Dans le texte sur l'affaire Vincent Lambert, relevez tous les points du dispositif de l'arrêt dont les juges de l'opinion dissidente se dissocient.

▶ **Texte extrait**:
###

La Cour européenne des droits de l’homme, qui est donc désormais exclusivement celle des droits de l’homme qui a échappé à l’avortement et qui est en bonne santé, a refusé vendredi de condamner la France pour la décision de tuer Vincent Lambert.
On lira d’abord le communiqué des avocats des parents de Vincent Lambert, les excellentes réactions de Cécile Edel et de Grégor Puppinck, le communiqué de l’Agrif, et l’opinion dissidente de 5 des 17 juges, dont voici le premier et le dernier paragraphes :
Nous regrettons de devoir nous dissocier du point de vue de la majorité exprimé aux points 2, 4 et 5 du dispositif de l’arrêt en l’espèce. Après mûre réflexion, nous pensons que, à présent que tout a été dit et écrit dans cet arrêt, à présent que les distinctions juridiques les plus subtiles ont été établies et que les cheveux les plus fins ont été coupés en quatre, ce qui est proposé revient ni plus ni moins à dire qu’une personne lourdement handicapée, qui est dans l’incapacité de communiquer ses souhaits quant à son état actuel, peut, sur la base de plusieurs affirmations contestables, être privée de deux composants essentiels au maintien de la vie, à savoir la nourriture et l’eau, et que de plus la Convention est inopérante face à cette réalité. Nous estimons non seulement que cette conclusion est effrayante mais de plus – et nous regrettons d’avoir à le dire – qu’elle équivaut à un pas en arrière dans le degré de protection que la Convention et la Cour ont jusqu’ici offerte aux personnes vulnérables. (…)

###

▶ **Données fournies**:
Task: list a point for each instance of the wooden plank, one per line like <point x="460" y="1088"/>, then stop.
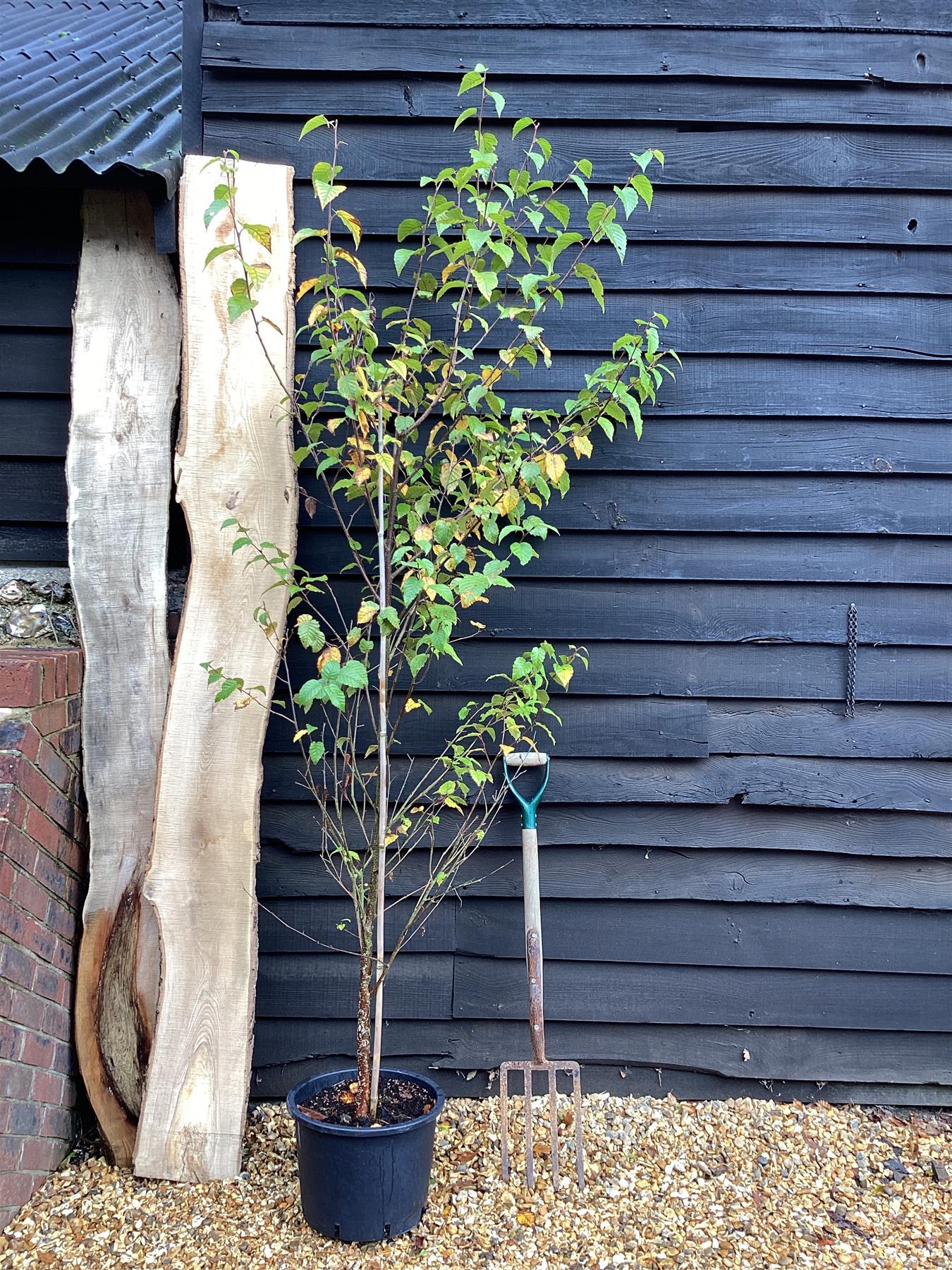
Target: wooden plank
<point x="233" y="460"/>
<point x="734" y="54"/>
<point x="743" y="671"/>
<point x="793" y="387"/>
<point x="406" y="150"/>
<point x="37" y="296"/>
<point x="712" y="557"/>
<point x="125" y="379"/>
<point x="35" y="361"/>
<point x="317" y="926"/>
<point x="736" y="876"/>
<point x="804" y="325"/>
<point x="750" y="1053"/>
<point x="35" y="425"/>
<point x="33" y="544"/>
<point x="709" y="267"/>
<point x="650" y="727"/>
<point x="809" y="14"/>
<point x="702" y="612"/>
<point x="431" y="97"/>
<point x="296" y="828"/>
<point x="812" y="728"/>
<point x="685" y="933"/>
<point x="419" y="986"/>
<point x="714" y="215"/>
<point x="762" y="780"/>
<point x="575" y="991"/>
<point x="780" y="503"/>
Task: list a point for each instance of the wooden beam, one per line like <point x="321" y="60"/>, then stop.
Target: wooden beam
<point x="118" y="465"/>
<point x="234" y="460"/>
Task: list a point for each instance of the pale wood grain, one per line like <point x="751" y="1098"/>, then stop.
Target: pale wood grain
<point x="118" y="465"/>
<point x="234" y="460"/>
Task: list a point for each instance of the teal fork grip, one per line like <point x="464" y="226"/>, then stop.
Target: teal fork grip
<point x="528" y="806"/>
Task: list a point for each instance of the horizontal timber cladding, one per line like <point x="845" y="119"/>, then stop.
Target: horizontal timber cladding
<point x="292" y="827"/>
<point x="901" y="59"/>
<point x="842" y="159"/>
<point x="745" y="890"/>
<point x="601" y="99"/>
<point x="763" y="780"/>
<point x="716" y="557"/>
<point x="711" y="215"/>
<point x="750" y="1053"/>
<point x="733" y="876"/>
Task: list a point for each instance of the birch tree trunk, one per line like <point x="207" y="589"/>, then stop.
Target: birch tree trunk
<point x="234" y="460"/>
<point x="118" y="466"/>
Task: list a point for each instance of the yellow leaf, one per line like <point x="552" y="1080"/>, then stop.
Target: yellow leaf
<point x="329" y="654"/>
<point x="563" y="676"/>
<point x="507" y="502"/>
<point x="554" y="466"/>
<point x="360" y="270"/>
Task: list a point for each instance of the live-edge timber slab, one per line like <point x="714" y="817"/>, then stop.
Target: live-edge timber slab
<point x="234" y="460"/>
<point x="125" y="376"/>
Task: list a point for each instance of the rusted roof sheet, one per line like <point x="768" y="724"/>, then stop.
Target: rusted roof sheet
<point x="95" y="82"/>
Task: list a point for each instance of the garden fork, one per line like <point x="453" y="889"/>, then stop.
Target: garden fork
<point x="537" y="1022"/>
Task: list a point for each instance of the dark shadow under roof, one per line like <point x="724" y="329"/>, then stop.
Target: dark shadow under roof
<point x="95" y="82"/>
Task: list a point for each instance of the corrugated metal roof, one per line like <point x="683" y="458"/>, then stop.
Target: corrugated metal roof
<point x="95" y="82"/>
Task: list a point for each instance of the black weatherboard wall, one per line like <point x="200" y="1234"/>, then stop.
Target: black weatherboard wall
<point x="744" y="888"/>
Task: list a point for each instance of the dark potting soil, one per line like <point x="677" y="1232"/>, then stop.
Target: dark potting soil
<point x="400" y="1100"/>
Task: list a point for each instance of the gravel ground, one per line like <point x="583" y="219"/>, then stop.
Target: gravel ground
<point x="743" y="1184"/>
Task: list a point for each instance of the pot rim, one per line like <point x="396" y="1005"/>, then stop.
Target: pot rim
<point x="358" y="1130"/>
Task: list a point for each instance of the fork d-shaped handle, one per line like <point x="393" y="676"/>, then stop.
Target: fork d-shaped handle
<point x="527" y="804"/>
<point x="537" y="1022"/>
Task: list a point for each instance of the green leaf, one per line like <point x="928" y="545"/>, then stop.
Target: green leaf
<point x="216" y="206"/>
<point x="616" y="235"/>
<point x="260" y="234"/>
<point x="408" y="226"/>
<point x="487" y="282"/>
<point x="239" y="305"/>
<point x="596" y="287"/>
<point x="309" y="631"/>
<point x="219" y="250"/>
<point x="471" y="80"/>
<point x="317" y="121"/>
<point x="401" y="255"/>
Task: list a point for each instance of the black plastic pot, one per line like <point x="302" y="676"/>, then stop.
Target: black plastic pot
<point x="363" y="1185"/>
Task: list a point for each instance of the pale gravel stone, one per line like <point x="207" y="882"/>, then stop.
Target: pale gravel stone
<point x="736" y="1184"/>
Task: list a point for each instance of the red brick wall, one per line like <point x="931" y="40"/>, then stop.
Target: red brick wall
<point x="42" y="864"/>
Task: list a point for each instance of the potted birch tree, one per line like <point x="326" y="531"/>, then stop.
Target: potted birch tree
<point x="438" y="487"/>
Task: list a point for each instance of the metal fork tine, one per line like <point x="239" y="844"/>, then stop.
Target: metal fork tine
<point x="530" y="1162"/>
<point x="504" y="1117"/>
<point x="554" y="1124"/>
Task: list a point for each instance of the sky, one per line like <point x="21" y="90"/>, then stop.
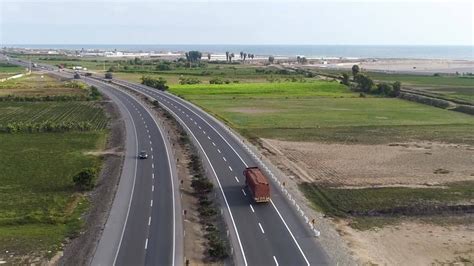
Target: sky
<point x="416" y="22"/>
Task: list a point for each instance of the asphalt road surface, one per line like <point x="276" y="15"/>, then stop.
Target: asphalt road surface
<point x="262" y="234"/>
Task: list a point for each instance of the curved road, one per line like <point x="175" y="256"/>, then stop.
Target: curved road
<point x="262" y="234"/>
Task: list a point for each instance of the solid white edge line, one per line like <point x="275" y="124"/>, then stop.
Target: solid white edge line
<point x="261" y="228"/>
<point x="292" y="236"/>
<point x="218" y="182"/>
<point x="133" y="188"/>
<point x="172" y="179"/>
<point x="281" y="217"/>
<point x="276" y="262"/>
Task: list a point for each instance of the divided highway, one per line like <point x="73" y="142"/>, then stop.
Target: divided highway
<point x="151" y="233"/>
<point x="144" y="226"/>
<point x="262" y="234"/>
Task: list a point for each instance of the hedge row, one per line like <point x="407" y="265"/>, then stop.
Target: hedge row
<point x="17" y="127"/>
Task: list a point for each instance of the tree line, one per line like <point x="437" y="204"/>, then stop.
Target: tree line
<point x="364" y="84"/>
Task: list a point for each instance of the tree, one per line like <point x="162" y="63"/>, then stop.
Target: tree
<point x="193" y="56"/>
<point x="345" y="79"/>
<point x="364" y="83"/>
<point x="108" y="75"/>
<point x="137" y="61"/>
<point x="397" y="86"/>
<point x="271" y="59"/>
<point x="85" y="179"/>
<point x="355" y="70"/>
<point x="159" y="83"/>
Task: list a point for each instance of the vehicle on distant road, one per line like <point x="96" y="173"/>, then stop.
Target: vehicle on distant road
<point x="143" y="155"/>
<point x="108" y="75"/>
<point x="257" y="184"/>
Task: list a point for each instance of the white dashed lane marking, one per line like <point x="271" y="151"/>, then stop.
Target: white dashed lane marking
<point x="261" y="228"/>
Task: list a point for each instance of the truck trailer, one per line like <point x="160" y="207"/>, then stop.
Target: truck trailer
<point x="257" y="184"/>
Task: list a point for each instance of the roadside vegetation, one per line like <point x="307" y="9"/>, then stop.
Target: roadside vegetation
<point x="272" y="101"/>
<point x="47" y="128"/>
<point x="366" y="205"/>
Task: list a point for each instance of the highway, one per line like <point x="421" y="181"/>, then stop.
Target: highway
<point x="261" y="234"/>
<point x="144" y="226"/>
<point x="152" y="234"/>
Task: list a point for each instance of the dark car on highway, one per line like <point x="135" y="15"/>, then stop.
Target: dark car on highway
<point x="143" y="155"/>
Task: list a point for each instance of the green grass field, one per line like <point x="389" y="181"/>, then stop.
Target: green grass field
<point x="449" y="87"/>
<point x="38" y="206"/>
<point x="37" y="112"/>
<point x="325" y="111"/>
<point x="40" y="85"/>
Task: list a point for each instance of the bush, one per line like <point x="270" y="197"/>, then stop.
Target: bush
<point x="345" y="79"/>
<point x="217" y="249"/>
<point x="94" y="93"/>
<point x="108" y="75"/>
<point x="216" y="81"/>
<point x="159" y="83"/>
<point x="183" y="81"/>
<point x="85" y="179"/>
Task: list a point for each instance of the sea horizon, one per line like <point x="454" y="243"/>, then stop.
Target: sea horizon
<point x="450" y="52"/>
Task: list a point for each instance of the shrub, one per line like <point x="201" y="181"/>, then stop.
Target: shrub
<point x="159" y="83"/>
<point x="216" y="81"/>
<point x="183" y="81"/>
<point x="85" y="179"/>
<point x="94" y="93"/>
<point x="108" y="75"/>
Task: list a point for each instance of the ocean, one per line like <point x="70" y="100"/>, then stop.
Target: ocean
<point x="309" y="51"/>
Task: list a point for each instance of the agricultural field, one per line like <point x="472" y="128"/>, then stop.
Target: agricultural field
<point x="49" y="130"/>
<point x="447" y="86"/>
<point x="37" y="85"/>
<point x="54" y="112"/>
<point x="38" y="204"/>
<point x="7" y="70"/>
<point x="324" y="111"/>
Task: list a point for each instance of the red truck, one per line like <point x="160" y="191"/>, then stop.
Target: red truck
<point x="258" y="184"/>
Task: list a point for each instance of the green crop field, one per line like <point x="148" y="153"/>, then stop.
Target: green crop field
<point x="325" y="111"/>
<point x="41" y="85"/>
<point x="57" y="112"/>
<point x="38" y="206"/>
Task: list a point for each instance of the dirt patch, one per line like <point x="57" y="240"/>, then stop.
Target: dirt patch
<point x="252" y="110"/>
<point x="408" y="241"/>
<point x="412" y="243"/>
<point x="396" y="164"/>
<point x="80" y="250"/>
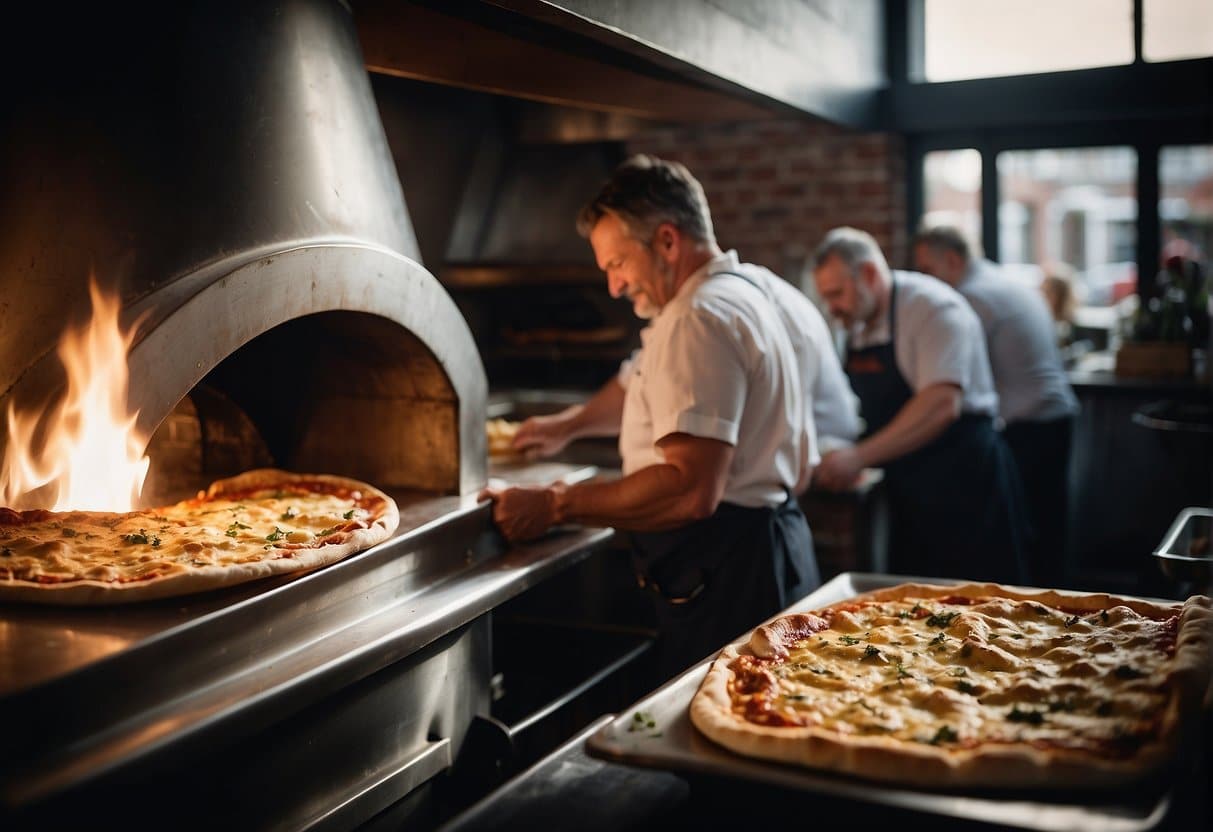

###

▶ **Corrigé**: Les points 2, 4 et 5 du dispositif de l'arrêt.